##### Source #####

Wine Pairing with Asian Foods.
By Randal Caparoso
Thursday, 9th February 2006
It always amazes me when people compare matching wine with Asian cuisines to matching wine with European cuisines. The obvious difference is that traditional wine styles evolved alongside European cuisines in indigenous settings, and so the match is considerably easier. In Asian food settings, wine is not a natural or traditional match, so the combination can be somewhat problematic. But it is not an impossible one. What it takes is a little more imagination.

Asian-style cooking, after all, is classic and traditional in its right, and in a different way from European cuisines. There are differences in ingredients, of course, and also differences in the sense of balance and harmony in the cooking style. Whereas, say, classic Italian cooking relies on a certain purity and freshness of ingredients, and French cooking on depth of flavor in sauces and natural stocks, in Asia the emphasis is on the constant balancing and contrasting of tastes and textures. A perfect introduction to this way of thinking can be found in an excellent—and gorgeously photographed—new book by Jeffrey Alford and Naomi Duguid, called Hot Sour Salty Sweet, a "culinary journey through Southeast Asia."

According to Alford and Duguid, "The basic (Southeast Asian) palate is hot, sour, salty, sweet, and sometimes bitter. If you order a green papaya salad from a street vendor in Thailand, the last thing the vendor will do before serving the salad is to give you a small spoonful of the salad, asking for your opinion. If you'd like it hotter, more chiles will be added; if you want it saltier, more fish sauce; more sour, lime juice will be added; sweeter, more palm sugar…And while this balancing act takes place in an individual dish like a green papaya salad, it also shapes a meal, determining what dishes should be served alongside others…"

##### Excerpted data #####

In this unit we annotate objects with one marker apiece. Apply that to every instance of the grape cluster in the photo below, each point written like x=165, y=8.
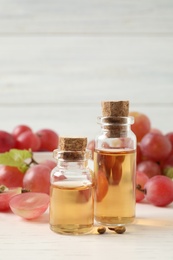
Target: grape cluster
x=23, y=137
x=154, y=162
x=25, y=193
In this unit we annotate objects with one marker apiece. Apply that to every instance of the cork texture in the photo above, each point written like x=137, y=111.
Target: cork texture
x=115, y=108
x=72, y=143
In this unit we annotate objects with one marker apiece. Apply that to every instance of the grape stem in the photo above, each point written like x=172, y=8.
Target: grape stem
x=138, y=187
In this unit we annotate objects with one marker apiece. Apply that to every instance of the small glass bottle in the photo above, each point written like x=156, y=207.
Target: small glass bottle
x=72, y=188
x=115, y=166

#####
##### Excerpted data #####

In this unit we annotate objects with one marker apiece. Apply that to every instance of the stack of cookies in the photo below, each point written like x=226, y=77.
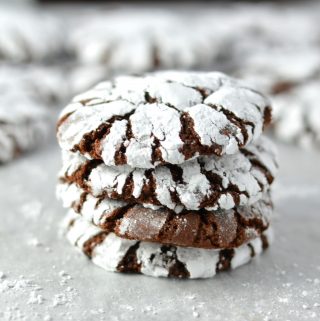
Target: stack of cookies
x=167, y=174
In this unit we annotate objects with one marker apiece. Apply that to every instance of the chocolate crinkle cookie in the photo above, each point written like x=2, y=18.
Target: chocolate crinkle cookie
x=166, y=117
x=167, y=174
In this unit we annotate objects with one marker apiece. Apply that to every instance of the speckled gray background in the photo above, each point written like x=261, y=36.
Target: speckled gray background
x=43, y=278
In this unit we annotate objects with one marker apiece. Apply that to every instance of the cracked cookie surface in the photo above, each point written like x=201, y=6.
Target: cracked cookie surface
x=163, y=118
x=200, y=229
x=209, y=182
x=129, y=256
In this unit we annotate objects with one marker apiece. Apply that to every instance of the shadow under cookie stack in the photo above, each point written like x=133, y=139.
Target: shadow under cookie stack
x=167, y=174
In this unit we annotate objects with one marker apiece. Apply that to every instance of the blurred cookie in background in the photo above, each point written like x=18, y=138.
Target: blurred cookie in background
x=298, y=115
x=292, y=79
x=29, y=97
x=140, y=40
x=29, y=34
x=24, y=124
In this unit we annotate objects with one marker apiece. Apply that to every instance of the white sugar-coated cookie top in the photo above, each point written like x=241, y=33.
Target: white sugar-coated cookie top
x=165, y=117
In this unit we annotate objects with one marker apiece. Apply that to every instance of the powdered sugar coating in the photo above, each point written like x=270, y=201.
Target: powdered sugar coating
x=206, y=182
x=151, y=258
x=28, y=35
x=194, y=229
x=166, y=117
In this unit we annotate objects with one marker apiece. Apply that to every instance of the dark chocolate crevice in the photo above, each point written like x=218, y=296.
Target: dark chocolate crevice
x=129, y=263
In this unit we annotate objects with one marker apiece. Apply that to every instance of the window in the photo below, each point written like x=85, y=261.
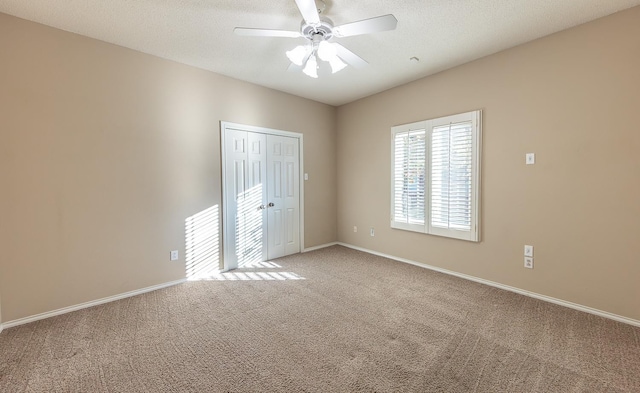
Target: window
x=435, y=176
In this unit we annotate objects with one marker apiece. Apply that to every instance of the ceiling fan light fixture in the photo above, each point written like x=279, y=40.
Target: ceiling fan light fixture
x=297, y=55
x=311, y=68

#####

• Tasks to perform
a: Reproduce the passage of the wine-pairing article that runs between "Wine Pairing with" and "little more imagination.", inclusive.
b: Pick up the article on pairing wine with Asian food where it stops, and write what follows.

• Expected outputs
a:
Wine Pairing with Asian Foods.
By Randal Caparoso
Thursday, 9th February 2006
It always amazes me when people compare matching wine with Asian cuisines to matching wine with European cuisines. The obvious difference is that traditional wine styles evolved alongside European cuisines in indigenous settings, and so the match is considerably easier. In Asian food settings, wine is not a natural or traditional match, so the combination can be somewhat problematic. But it is not an impossible one. What it takes is a little more imagination.

b:
This emphasis on contrast, balance, and varying textures is not exclusive to Southeast Asian and Chinese cooking. In Germany, for instance, there is a lot of balancing of sweet, sour, salty, and fatty or meaty textures (sauerkraut, wurst, sauerbrauten, etc.). This is why the Germans are more apt to drink off-dry to medium-sweet Rieslings (if not beer) with their foods, as opposed to the bone-dry styles of wines predominant in France, Italy and Spain. Not surprisingly, many of today's food and wine consultants strongly recommend German Rieslings or beer with Southeast Asian and Chinese foods as well. The natural sugar-acid balance of Rieslings is quite compatible with the hot, sour, salty, sweet elements of Asian foods, and beer provides fluid qualities with mildly bitter undertones which further add to the equation. It's a question of harmony and balance. If it works for German foods, it certainly works in Asian foods.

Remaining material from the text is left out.